(Collected data entries)
+ + +

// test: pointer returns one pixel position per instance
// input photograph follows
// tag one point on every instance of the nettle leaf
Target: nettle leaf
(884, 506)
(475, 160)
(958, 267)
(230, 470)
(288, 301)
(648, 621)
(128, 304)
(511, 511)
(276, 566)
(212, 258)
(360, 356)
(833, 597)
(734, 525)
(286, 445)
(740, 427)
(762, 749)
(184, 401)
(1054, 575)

+ + +

Arrange every line of the listing above as a JSON list of strings, one string per line, omitting any blank lines.

[
  "// test: pointer returns one pixel position per instance",
  "// input photograph follows",
  "// tag one point on every instance of the nettle leaf",
  "Target: nettle leaf",
  "(884, 506)",
  "(475, 160)",
  "(958, 267)",
  "(230, 470)",
  "(288, 301)",
  "(648, 621)",
  "(128, 304)",
  "(511, 511)",
  "(276, 566)",
  "(212, 258)",
  "(360, 356)",
  "(833, 597)",
  "(734, 525)",
  "(286, 445)",
  "(740, 427)",
  "(762, 749)",
  "(184, 401)",
  "(1054, 575)"
]